→ EXERCISE DETAILS
Please copy out the entries until you have copied the line that contains "rough mask: <svg", beginning with the first line.
_ _ _ _ _
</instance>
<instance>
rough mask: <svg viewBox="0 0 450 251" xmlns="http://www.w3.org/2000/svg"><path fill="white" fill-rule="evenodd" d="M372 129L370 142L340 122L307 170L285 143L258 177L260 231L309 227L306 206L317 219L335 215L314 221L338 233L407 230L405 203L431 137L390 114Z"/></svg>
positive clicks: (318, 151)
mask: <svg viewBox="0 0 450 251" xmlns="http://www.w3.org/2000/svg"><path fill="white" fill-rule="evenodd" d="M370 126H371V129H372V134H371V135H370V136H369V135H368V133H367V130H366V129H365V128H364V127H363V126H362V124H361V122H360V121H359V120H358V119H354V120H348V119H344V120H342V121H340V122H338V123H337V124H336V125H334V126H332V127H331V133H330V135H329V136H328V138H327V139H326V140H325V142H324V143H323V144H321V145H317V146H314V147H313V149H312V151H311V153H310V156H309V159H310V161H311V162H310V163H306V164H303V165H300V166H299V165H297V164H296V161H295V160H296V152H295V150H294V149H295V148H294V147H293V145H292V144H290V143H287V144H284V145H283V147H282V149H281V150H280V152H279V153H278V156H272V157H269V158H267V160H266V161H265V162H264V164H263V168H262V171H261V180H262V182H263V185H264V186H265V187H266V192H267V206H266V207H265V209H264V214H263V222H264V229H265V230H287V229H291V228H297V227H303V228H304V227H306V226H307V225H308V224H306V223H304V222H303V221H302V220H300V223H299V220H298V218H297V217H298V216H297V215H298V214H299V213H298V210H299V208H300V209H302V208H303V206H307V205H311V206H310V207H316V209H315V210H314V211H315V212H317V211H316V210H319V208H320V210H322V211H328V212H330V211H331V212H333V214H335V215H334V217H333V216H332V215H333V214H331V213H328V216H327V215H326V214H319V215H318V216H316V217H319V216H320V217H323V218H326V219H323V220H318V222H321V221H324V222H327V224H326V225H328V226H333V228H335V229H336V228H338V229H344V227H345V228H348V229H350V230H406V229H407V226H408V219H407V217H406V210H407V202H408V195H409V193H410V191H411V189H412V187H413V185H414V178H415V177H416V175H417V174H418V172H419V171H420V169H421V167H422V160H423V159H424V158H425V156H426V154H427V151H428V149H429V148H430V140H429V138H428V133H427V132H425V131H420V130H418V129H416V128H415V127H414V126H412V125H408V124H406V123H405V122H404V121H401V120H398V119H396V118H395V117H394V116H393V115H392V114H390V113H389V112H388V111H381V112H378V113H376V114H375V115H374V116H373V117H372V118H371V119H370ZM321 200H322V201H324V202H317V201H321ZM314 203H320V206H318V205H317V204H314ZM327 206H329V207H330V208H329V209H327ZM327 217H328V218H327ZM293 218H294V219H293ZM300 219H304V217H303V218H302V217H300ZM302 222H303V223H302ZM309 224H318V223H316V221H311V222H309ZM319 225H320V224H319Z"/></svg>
_ _ _ _ _
→ ANSWER SECTION
</instance>
<instance>
rough mask: <svg viewBox="0 0 450 251" xmlns="http://www.w3.org/2000/svg"><path fill="white" fill-rule="evenodd" d="M372 129L370 142L340 122L307 170L285 143L258 177L260 231L309 227L306 206L317 219L335 215L314 221L338 233L407 230L405 203L431 137L390 114Z"/></svg>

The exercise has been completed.